Can you give these lines again with "blue mailbox" substituted for "orange mailbox" and everything else unchanged?
━━━ EXTRACTED RECORDS
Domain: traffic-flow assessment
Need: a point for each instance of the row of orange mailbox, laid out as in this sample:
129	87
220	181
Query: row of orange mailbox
━━━━━━
### EXERCISE SOLUTION
Domain: traffic-flow assessment
Need: a point for each instance of the row of blue mailbox, laid out as in this sample:
129	87
220	181
Query: row of blue mailbox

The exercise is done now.